**Supplied text:**
The Kenai City Council experienced changes both of personnel and procedure at its meeting on Wednesday.
A successful ordinance introduced by council member Tim Navarre changed the time of the council’s twice-monthly meetings from 7 p.m. to 6 p.m. Other changes came from the Oct. 6 municipal election — the council not only swore in a new member, but also put into action new city code — recently passed by ballot initiative after being introduced by Kenai Mayor Pat Porter — that allows meetings to be canceled by a majority vote. Porter proposed to cancel the council’s Nov. 18 meeting. The motion was postponed until the next meeting on Nov. 4.
After swearing in re-elected member Bob Molloy and newly-elected member Mike Boyle, Porter spoke of her appreciation for the two terms served by former council member Ryan Marquis, who declined to run in the Oct. 6 election and was replaced by Boyle. Marquis was not at the meeting to accept the gift Porter had brought for him — a basket with two plush chickens, in recognition of the failed ordinance Marquis had introduced at the last meeting to allow hen-keeping in Kenai city limits.
“He won’t need a conditional use permit for these!” Porter said, referring to the current Kenai code that requires a permit from the Planning and Zoning commission for hen-keeping.

**Goal of the exercise:** Continue the report on the Kenai City Council meeting from the point where it stops.

**Source data:**
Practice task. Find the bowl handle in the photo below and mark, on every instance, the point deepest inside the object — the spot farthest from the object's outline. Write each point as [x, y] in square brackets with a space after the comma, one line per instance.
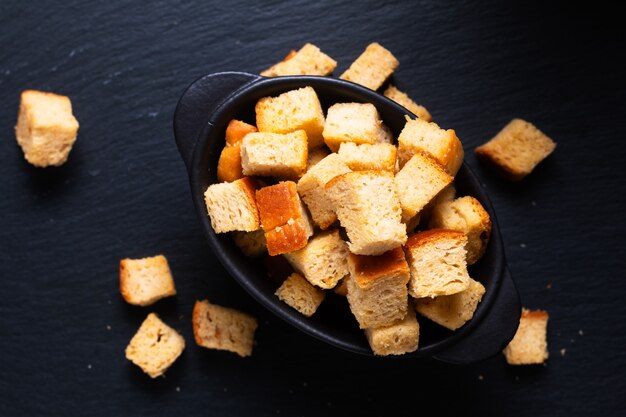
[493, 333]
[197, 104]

**The answer:**
Getting down to business, the council passed seven resolutions and an ordinance transferring $44,280 of state grant money from now-completed projects to a fund to replace the City Hall roof, for which a contract was awarded by resolution to Rain Proof Roofing. Other resolutions purchased 50 feet of fire hose, portable shelters, packs, helmets, hand-tools, and a breathing-system air compressor for the Kenai Fire Department, and dedicated $333,000 to fulfill a cost-sharing agreement with the Army Corps of Engineers for a study of Kenai’s bluff erosion.
The council also unanimously renewed a 10-year lease of the city-owned Kenai Golf Course to its current lessee Griffin Golf Enterprises, owned by Gordon and Deborah Griffin. Griffin currently pays $10,000 annually for two leased golf course properties, but when the new lease becomes effective in January 2016 it will pay $16,000 annually for both leases, with a two percent annual increase in the lease rate.
The council passed the ordinances and resolutions unanimously, with the exception of Navarre’s controversial time-change resolution.
In the ordinance text, Navarre wrote that holding council meetings an hour earlier “would be more convenient for many members of administration and council and may lead to earlier end times, encouraging more public participation especially among youths,” and would “provide consistency for the public” by beginning Kenai Council meetings at the same time as Soldotna Council and Kenai Peninsula Borough Assembly meetings.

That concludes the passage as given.